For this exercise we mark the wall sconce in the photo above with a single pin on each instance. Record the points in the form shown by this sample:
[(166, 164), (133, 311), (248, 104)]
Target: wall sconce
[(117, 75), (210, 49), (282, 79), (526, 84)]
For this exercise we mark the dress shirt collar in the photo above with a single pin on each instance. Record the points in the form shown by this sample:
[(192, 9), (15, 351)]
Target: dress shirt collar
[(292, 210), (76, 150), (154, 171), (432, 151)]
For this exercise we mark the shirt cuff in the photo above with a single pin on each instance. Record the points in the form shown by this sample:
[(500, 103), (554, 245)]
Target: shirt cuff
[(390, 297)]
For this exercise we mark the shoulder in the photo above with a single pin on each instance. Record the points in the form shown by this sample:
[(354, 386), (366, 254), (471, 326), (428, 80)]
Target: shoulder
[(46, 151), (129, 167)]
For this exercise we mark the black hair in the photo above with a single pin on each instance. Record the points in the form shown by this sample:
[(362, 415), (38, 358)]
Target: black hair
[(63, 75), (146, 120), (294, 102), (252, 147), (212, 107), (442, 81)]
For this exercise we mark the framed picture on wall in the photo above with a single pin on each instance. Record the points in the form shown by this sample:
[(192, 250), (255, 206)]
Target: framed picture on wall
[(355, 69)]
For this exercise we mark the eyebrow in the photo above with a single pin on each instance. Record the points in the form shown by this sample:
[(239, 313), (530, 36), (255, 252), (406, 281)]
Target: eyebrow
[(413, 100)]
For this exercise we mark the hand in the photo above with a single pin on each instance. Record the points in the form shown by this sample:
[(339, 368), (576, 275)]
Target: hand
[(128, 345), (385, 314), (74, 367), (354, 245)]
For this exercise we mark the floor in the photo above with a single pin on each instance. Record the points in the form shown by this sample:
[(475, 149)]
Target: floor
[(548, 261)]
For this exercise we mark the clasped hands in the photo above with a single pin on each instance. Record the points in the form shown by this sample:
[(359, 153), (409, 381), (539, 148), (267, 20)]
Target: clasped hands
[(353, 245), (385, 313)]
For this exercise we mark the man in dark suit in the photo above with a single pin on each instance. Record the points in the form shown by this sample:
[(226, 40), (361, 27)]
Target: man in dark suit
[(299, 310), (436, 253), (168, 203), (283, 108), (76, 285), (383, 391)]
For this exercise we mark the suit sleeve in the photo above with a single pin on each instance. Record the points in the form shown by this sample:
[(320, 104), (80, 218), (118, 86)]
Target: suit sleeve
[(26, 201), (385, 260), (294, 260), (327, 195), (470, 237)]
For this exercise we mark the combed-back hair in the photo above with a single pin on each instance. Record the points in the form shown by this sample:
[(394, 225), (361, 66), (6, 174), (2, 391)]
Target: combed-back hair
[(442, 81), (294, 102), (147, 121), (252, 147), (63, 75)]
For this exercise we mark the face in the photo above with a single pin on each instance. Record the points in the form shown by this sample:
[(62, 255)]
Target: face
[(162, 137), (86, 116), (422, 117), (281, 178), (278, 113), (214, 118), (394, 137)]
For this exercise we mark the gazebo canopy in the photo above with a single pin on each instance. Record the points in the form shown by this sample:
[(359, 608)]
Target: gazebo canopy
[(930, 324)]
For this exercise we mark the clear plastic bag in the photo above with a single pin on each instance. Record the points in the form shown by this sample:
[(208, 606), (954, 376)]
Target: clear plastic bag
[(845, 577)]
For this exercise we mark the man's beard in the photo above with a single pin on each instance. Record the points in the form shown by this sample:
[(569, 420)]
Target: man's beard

> _Work to be completed_
Your task is to retype the whole listing, keeping every word exactly as it is.

> _Output of the exercise_
For this exercise we mark the wall sconce in the photo above with a single pin on each instance. Record the points in the form shown by this sample:
[(166, 164), (133, 311), (248, 104)]
Target: wall sconce
[(117, 75), (210, 49), (282, 79), (526, 84)]
For this exercise we mark the dress shirt collar in the photo above with a single pin on each instance. Record the points in the form shown by this sample:
[(192, 9), (15, 351)]
Target: dress shirt collar
[(292, 210), (76, 150), (154, 171), (432, 151)]
For this exercise we mark the shirt cuff in the photo above with a single pin on each instance. Record the points in the form shown by this sample:
[(500, 103), (554, 245)]
Target: shirt cuff
[(390, 297)]
For this exercise we mark the shoulder in the photo above with a single pin on each instance. Record the points in the form shown by this sample:
[(354, 386), (366, 254), (471, 326), (428, 80)]
Target: shoulder
[(46, 151), (129, 167)]
For this exercise we mark the black hair in the photo above with a single pin on each instance. Record the points in the form shown by this sample:
[(362, 415), (38, 358)]
Target: black hair
[(63, 75), (146, 120), (294, 102), (252, 147), (212, 107), (442, 81)]
For this exercise we mark the framed picture on wall in the photo above with a single pin on each instance. Record the points in the form shown by this sample:
[(192, 250), (255, 206)]
Target: framed picture on wall
[(355, 69)]
For this exercise we mark the eyebrow in the photo above with a single pin on each instance. Record the points in the form shown by this sample:
[(239, 313), (530, 36), (255, 252), (406, 281)]
Target: eyebrow
[(413, 100)]
For this exercise we mark the hand in the photo above with a single pin on each instance. Record the points in the form shown by this sample:
[(339, 368), (576, 275)]
Target: hand
[(128, 345), (385, 314), (74, 367), (354, 245)]
For this exercise we mark the floor in the photo above with a single pin on each instance. Record the points in the form shown by this sample:
[(475, 149)]
Target: floor
[(548, 261)]
For this exercise we mark the clasped hands in the photo above with a single pin on each instance. Record the points in the form shown by this sample:
[(359, 153), (409, 381), (539, 148), (267, 20)]
Target: clasped hands
[(353, 245), (385, 313)]
For this exercise we mark the man in dark suit in the photo above with a single pin on each instance. Record the points in the form shown by this sample:
[(226, 40), (361, 27)]
Target: man in dark suit
[(299, 310), (436, 253), (168, 203), (283, 108), (76, 285), (383, 391)]
For this exercise we mark the suit sleeve in the photo above with a single pin on each instance. Record the points in the form shown by this sample:
[(320, 104), (80, 218), (118, 86)]
Target: suit sleeve
[(26, 201), (385, 260), (294, 260), (327, 195), (470, 237)]
For this exercise we mark the combed-back hair in the photo above with a single pin on each instance. Record the points in the form shown by this sample:
[(394, 225), (361, 66), (6, 174), (2, 391)]
Target: combed-back hair
[(442, 81), (294, 102), (147, 121), (252, 147), (63, 75)]
For this exercise we mark the face in the photo above with a single pin on each instance. Record the points in the form shown by this sample:
[(62, 255)]
Target: face
[(162, 137), (86, 116), (422, 117), (281, 178), (278, 113), (214, 118), (394, 137)]
For this exercise we mark the gazebo canopy in the photo above with a single pin on each instance. Record the points in the form shown by this sample:
[(359, 608)]
Target: gazebo canopy
[(930, 324)]
For this exercise we mark the clear plastic bag in the photo above with a single pin on each instance. Record the points in the form shown by this sample:
[(208, 606), (954, 376)]
Target: clear plastic bag
[(845, 577)]
For this exercise we mark the man's beard in the photo above with a single pin on each instance. Record the points in the form shown by this sample:
[(569, 420)]
Target: man's beard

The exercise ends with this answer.